The Israel Democracy Institute and the Israel Internet Association filed an urgent request on Tuesday with the Knesset’s Ministerial Committee for Legislation to review a bill seeking to curtail “incitement” online that, they say, goes far beyond what any democratic country has allowed.
The bill, dubbed the “Facebook Bill,” has been circulating since at least 2017 and on Monday night passed a key hurdle by receiving the required approval of the committee. The bill will now advance to a second and third reading in the plenum.
Under the proposed bill, a judge would be able to issue an order requiring a content publisher to remove posts from its website, if law enforcement agencies are convinced that a criminal offense has been committed through the publication of the content. It essentially allows Israeli authorities to block posts from any website featuring user-generated content, including Google, Twitter and Facebook, as well as news sites from being seen by Israeli viewers, including those with a paywall and those that require user registration.
□ □ □ □ □
Task 1:
List every line in the entries below that contains the string "reflection".

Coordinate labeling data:
□ □ □ □ □
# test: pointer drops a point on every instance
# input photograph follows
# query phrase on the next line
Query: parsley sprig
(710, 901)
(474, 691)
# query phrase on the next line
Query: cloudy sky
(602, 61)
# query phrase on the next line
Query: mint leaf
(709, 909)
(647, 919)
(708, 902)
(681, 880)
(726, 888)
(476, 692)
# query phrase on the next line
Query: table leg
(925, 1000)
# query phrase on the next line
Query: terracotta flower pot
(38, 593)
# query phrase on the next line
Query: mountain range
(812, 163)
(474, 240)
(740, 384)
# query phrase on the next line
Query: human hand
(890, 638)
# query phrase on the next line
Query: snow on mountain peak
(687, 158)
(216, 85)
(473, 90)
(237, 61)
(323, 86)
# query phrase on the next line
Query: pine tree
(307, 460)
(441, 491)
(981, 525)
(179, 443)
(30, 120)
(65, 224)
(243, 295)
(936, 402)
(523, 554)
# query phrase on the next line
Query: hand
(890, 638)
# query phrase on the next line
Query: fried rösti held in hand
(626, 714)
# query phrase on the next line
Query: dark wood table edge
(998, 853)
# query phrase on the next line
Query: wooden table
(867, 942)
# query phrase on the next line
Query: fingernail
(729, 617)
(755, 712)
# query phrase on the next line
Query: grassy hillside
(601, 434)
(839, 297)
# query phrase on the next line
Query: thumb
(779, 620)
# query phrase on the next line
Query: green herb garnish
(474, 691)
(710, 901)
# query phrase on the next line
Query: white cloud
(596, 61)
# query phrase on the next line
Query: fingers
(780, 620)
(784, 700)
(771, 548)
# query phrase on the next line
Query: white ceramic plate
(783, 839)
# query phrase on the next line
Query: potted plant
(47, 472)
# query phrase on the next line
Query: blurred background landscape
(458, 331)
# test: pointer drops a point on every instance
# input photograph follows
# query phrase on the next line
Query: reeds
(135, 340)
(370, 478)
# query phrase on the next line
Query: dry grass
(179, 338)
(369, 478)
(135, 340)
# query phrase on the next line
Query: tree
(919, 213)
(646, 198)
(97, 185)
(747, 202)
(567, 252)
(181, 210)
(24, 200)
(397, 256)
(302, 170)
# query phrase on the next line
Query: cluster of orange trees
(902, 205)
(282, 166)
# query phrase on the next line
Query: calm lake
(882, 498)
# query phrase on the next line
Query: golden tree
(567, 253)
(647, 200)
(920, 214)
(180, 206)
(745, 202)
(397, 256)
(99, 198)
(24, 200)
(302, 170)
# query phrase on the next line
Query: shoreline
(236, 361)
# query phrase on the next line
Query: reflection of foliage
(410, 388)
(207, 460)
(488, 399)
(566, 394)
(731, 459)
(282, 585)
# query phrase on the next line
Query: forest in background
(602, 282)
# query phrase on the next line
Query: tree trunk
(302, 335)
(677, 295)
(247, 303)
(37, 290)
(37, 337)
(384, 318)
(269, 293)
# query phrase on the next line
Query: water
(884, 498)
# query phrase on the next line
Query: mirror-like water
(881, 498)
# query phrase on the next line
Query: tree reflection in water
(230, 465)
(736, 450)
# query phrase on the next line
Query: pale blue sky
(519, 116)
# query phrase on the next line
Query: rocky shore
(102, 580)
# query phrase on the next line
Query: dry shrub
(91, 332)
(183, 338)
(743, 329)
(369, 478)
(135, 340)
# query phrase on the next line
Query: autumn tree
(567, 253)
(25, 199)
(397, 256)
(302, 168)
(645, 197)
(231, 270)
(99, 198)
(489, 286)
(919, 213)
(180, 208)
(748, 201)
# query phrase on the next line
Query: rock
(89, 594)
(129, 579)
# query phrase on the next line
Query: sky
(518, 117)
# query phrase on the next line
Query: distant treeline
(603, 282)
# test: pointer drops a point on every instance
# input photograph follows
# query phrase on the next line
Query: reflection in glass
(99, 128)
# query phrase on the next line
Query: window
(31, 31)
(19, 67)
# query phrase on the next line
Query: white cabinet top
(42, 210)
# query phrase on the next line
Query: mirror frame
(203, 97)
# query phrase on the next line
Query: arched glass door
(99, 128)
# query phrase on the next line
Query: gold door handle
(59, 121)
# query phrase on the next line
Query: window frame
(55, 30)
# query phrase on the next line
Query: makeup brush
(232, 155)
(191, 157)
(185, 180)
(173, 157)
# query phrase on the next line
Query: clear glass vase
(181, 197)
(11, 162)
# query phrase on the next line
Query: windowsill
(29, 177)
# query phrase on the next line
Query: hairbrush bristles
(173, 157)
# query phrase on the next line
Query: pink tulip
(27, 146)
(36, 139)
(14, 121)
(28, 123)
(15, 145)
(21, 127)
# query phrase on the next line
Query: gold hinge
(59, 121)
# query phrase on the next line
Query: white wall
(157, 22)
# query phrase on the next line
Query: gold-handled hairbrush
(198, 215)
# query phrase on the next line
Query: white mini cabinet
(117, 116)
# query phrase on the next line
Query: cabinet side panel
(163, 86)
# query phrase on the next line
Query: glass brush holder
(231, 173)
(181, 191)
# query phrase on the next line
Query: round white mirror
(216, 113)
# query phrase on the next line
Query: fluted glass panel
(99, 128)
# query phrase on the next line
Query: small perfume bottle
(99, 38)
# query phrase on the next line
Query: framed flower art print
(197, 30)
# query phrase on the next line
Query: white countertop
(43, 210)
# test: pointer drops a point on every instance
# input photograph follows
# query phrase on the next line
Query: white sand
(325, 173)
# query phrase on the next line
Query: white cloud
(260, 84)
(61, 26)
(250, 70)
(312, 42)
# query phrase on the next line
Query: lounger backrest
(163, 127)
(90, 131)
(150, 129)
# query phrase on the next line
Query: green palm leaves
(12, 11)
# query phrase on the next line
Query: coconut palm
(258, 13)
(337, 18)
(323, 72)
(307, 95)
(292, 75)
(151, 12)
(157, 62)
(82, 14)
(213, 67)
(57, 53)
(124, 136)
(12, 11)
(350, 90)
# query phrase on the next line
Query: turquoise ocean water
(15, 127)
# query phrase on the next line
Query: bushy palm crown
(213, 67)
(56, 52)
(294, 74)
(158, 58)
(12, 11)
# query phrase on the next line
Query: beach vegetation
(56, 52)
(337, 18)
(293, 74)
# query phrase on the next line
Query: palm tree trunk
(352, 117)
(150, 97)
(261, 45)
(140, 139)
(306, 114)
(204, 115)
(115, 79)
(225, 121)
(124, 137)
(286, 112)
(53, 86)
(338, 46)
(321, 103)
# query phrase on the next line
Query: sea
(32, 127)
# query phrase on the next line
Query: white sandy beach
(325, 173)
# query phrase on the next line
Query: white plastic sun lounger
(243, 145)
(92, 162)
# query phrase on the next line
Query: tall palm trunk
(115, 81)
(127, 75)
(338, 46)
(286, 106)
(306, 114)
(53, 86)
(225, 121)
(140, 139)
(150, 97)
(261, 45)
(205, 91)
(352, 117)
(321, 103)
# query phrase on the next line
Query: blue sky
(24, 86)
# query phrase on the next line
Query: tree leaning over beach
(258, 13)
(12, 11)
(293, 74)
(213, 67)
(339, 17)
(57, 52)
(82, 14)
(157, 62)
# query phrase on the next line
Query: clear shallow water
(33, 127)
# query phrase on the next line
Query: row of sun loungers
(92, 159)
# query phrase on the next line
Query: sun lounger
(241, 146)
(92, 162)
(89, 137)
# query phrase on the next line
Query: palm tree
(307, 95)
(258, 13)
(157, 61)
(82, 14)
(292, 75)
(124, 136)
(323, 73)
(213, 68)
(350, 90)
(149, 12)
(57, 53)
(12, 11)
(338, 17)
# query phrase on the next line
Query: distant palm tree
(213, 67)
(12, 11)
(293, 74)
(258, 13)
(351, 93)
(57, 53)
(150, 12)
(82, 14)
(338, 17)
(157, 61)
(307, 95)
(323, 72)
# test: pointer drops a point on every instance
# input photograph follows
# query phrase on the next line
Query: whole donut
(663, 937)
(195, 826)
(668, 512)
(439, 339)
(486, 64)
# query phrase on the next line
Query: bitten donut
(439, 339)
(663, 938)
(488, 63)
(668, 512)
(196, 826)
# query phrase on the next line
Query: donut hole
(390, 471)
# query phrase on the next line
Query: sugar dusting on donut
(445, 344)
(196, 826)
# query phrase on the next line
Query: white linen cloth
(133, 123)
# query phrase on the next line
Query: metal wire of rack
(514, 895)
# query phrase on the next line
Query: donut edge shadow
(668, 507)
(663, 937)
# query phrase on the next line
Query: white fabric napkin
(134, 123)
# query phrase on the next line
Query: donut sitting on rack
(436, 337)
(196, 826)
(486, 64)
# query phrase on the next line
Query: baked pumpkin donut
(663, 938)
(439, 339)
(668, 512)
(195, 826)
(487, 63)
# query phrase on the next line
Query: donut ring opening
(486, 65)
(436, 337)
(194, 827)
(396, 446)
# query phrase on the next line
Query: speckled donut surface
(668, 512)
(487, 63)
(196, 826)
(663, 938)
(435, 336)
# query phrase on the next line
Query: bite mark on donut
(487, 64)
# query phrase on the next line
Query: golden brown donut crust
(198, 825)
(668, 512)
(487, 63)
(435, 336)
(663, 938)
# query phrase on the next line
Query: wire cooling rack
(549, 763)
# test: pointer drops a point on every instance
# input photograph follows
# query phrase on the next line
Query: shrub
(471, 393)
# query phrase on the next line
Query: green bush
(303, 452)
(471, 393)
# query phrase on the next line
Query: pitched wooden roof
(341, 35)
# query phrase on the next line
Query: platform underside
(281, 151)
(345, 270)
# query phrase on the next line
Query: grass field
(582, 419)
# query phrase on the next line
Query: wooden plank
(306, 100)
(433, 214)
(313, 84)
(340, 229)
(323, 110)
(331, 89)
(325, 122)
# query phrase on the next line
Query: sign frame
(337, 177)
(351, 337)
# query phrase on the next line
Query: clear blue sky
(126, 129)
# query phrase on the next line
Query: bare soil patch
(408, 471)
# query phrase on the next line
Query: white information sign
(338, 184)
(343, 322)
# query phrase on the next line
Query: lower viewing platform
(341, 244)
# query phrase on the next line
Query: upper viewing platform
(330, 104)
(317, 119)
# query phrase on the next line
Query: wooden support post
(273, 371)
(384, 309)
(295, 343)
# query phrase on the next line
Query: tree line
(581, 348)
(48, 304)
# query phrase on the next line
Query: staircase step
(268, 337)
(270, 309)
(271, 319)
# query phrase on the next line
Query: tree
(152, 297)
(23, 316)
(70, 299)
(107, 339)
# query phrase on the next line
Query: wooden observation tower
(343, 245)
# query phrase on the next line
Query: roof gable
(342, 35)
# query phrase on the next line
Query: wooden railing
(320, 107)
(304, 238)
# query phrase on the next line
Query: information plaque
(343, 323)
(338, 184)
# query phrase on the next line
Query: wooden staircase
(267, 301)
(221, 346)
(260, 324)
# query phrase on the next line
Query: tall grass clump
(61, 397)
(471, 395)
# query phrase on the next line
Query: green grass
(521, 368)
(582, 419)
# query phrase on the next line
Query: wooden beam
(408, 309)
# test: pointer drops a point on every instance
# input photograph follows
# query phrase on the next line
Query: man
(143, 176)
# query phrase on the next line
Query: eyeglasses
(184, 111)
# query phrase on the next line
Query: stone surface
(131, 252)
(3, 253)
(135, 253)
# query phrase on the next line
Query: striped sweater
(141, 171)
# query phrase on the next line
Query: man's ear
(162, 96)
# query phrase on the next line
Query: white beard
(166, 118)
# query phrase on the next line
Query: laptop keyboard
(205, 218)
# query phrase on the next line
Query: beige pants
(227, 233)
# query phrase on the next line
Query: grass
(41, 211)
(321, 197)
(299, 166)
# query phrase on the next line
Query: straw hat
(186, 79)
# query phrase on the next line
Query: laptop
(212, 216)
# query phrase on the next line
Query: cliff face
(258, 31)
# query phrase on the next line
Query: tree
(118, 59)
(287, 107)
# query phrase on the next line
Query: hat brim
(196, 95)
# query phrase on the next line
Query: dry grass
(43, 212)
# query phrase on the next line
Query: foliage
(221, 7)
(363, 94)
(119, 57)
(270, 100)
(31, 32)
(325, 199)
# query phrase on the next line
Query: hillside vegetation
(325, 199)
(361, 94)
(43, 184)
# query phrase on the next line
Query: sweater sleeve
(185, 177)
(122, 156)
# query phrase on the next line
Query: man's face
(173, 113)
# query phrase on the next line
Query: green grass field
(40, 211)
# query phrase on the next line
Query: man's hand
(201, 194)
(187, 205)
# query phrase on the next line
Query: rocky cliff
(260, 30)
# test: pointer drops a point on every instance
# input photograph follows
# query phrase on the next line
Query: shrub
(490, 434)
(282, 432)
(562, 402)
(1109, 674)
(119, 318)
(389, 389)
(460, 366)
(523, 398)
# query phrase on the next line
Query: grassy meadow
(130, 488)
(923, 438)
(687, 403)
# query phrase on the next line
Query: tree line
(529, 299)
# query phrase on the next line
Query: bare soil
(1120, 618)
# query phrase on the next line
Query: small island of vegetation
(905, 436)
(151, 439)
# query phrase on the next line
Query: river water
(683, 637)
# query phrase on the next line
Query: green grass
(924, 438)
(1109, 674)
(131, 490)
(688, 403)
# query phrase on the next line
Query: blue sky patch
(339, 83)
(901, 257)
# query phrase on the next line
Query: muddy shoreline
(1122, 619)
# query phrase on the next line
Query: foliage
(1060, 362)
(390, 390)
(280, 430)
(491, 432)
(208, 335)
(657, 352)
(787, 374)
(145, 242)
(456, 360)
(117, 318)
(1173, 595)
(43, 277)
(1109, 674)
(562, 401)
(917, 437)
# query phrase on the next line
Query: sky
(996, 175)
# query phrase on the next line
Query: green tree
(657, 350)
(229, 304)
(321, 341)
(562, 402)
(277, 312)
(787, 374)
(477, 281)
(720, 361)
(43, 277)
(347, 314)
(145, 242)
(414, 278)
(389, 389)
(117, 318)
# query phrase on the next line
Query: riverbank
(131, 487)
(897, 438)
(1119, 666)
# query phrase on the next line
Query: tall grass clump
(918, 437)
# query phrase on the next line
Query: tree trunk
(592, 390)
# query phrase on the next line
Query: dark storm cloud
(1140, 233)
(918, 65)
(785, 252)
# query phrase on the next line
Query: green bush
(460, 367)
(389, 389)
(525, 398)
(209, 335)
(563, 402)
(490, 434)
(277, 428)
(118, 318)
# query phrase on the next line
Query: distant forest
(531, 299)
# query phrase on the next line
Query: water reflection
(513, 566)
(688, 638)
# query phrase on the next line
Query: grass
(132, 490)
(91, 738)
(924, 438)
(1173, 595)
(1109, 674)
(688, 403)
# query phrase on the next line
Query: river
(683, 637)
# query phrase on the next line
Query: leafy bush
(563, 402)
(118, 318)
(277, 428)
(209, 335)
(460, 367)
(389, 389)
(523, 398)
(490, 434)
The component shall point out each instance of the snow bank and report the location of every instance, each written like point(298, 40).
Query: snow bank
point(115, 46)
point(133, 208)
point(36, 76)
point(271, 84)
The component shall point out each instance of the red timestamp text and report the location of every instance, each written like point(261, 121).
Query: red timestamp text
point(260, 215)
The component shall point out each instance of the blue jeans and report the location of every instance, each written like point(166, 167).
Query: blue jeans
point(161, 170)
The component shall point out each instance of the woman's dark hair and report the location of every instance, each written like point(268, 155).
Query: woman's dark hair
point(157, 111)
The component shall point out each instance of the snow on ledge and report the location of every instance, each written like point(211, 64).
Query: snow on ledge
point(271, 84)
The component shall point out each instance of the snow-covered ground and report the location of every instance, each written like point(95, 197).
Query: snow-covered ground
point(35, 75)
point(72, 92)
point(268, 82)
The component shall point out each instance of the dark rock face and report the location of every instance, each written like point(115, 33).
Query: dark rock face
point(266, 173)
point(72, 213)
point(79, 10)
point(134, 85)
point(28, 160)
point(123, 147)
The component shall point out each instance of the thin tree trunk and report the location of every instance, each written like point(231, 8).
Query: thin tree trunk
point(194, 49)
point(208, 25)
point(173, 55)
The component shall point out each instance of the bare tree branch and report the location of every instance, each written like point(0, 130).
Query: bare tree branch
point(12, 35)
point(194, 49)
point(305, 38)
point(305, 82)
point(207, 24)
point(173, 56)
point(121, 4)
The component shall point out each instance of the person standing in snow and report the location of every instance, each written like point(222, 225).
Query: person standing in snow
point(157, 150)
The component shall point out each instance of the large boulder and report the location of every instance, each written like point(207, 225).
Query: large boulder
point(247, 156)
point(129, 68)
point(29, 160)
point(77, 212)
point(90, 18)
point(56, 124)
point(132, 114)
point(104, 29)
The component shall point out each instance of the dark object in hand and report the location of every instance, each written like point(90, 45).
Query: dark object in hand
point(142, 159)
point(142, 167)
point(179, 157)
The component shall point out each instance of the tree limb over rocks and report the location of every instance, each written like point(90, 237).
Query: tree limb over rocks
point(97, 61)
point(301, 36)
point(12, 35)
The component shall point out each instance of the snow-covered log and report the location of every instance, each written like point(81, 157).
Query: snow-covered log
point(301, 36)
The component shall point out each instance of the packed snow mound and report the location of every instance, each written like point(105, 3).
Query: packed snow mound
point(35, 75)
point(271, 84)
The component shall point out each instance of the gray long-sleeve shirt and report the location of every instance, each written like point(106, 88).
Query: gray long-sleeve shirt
□ □ □ □ □
Task 2:
In the passage about the online incitement bill, condense the paragraph that begins "Under the proposed bill" into a shorter version that keeps its main facts.

Complete response 1:
Query: reflection of foliage
Query: tree reflection in water
Query: reflection in glass
Query: water reflection

Complete response 2:
The bill would let a judge order a content publisher to remove posts if law enforcement agencies are convinced that publishing them committed a criminal offense. Israeli authorities could then block posts on any site with user-generated content, such as Google, Twitter and Facebook, and on news sites, including paywalled sites and sites that require registration, from being seen by Israeli viewers.